__PASSAGE__:
It is small wonder, therefore, that Sarasota does not enjoy an especially good national reputation with respect to its treatment of the homeless. In January 2006, the National Commission for the Homeless named Sarasota the “Meanest City for the Homeless,” ahead of Lawrence, Kan,; Little Rock, Ark.; Atlanta, Ga.; and Las Vegas, Nev. The city earned this unwanted honor as the result of having thrice passed anti-lodging laws, only a third of which were upheld by the courts. The ordinance outlawed camping/sleeping on public land, such as Five Points Park. The commission viewed this ordinance, plus the city’s single-minded determination to see it become law, as blatantly anti-homeless.

Former Sarasota Mayor Kelly Kirschner proposed in November 2009 to broadcast classical music and grand opera into Five Points Park. He believed that the homeless were hyper-allergic to, say, Rachmaninoff’s Moment Musical in E Minor, Opus 16, No. 4, and fully expected that upon hearing the first notes of “decent” music, the homeless in the park would cover their ears and melt away, like vampires in sunlight. Wiser heads prevailed, however, and the mayor’s plan was not implemented.

In May 2011, the city banned smoking in public parks, but exempted a public-owned golf course because “so many golfers are smokers.” At the same time, all the benches were removed from Five Points Park lest the homeless sit, smoke or sleep on them. The benches are still gone. So are the homeless.

__DATASET EXCERPT__:

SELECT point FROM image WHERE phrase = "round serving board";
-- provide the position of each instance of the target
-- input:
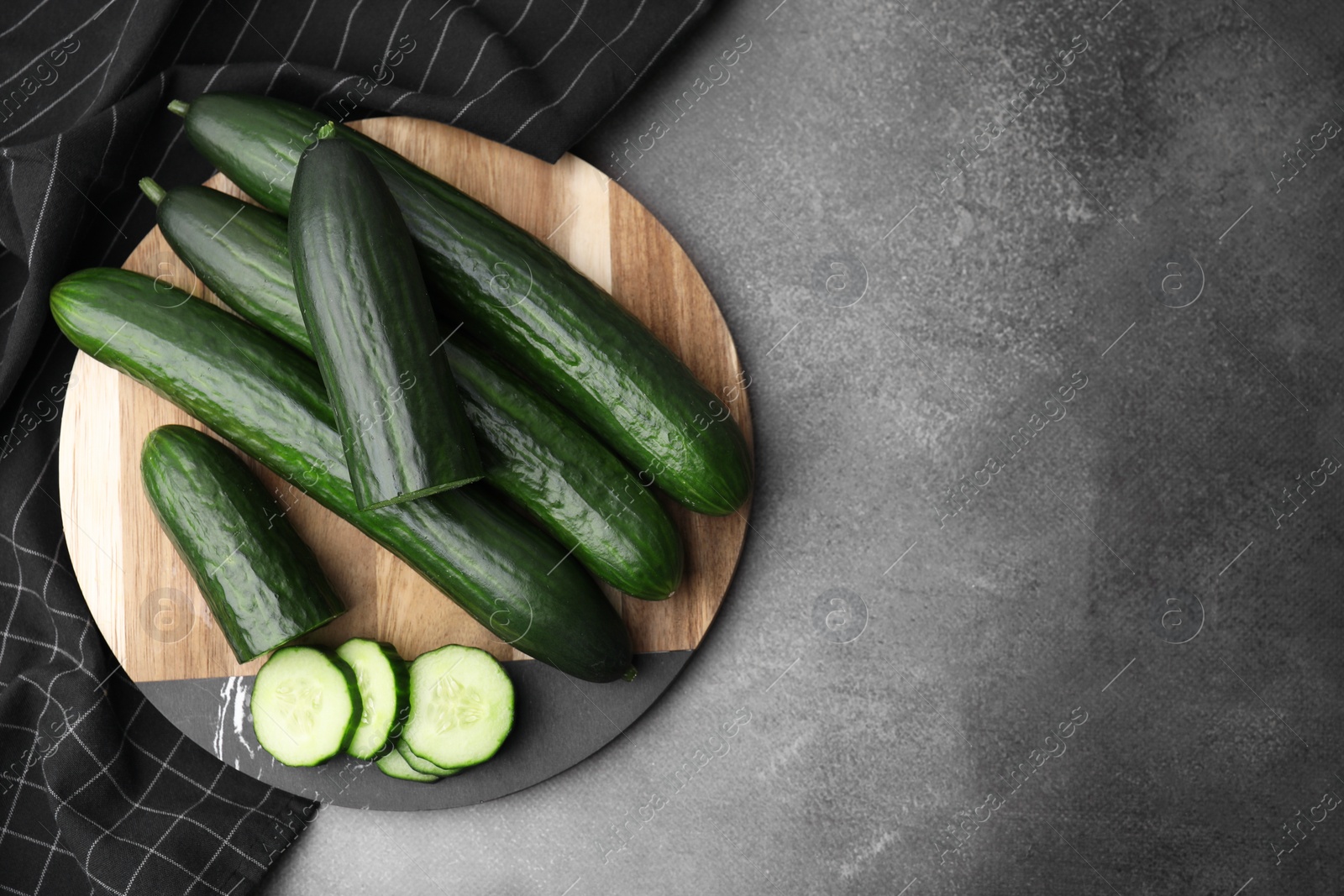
(160, 629)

__WORK ITEM__: According to the passage on Sarasota's treatment of the homeless, what was removed from Five Points Park in May 2011? The listing is not needed for the task.

__RESPONSE AREA__: All the benches were removed from Five Points Park.